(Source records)
************

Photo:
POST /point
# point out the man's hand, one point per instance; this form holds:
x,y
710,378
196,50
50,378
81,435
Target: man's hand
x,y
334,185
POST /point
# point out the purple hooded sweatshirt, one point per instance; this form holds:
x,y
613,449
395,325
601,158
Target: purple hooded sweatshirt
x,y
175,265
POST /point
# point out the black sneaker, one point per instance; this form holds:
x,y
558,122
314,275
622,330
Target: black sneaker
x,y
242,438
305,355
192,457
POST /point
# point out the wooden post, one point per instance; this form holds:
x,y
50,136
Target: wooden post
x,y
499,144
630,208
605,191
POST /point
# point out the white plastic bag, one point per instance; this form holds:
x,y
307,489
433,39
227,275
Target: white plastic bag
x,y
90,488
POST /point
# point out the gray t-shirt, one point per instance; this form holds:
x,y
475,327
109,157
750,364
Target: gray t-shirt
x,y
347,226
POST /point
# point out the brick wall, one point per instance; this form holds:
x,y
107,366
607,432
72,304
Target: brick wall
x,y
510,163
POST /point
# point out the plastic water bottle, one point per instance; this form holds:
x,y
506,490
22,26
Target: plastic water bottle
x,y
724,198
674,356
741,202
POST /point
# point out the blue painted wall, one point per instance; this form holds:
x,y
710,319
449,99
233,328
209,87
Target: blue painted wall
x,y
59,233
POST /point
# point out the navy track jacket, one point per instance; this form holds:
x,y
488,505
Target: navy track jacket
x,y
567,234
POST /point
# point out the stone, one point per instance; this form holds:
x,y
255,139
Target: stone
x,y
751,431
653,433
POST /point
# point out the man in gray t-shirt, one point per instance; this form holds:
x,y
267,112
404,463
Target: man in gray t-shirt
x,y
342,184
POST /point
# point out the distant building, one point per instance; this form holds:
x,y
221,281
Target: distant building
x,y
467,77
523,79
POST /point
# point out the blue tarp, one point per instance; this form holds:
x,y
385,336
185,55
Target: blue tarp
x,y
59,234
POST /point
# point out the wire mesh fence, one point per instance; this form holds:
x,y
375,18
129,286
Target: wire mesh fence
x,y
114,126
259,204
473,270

************

# [What to do]
Pull out every line in the listing above that contains the string "wooden", matching case exactly.

# [The completed task]
# point out the wooden post, one point per instance; this form holds:
Target: wooden post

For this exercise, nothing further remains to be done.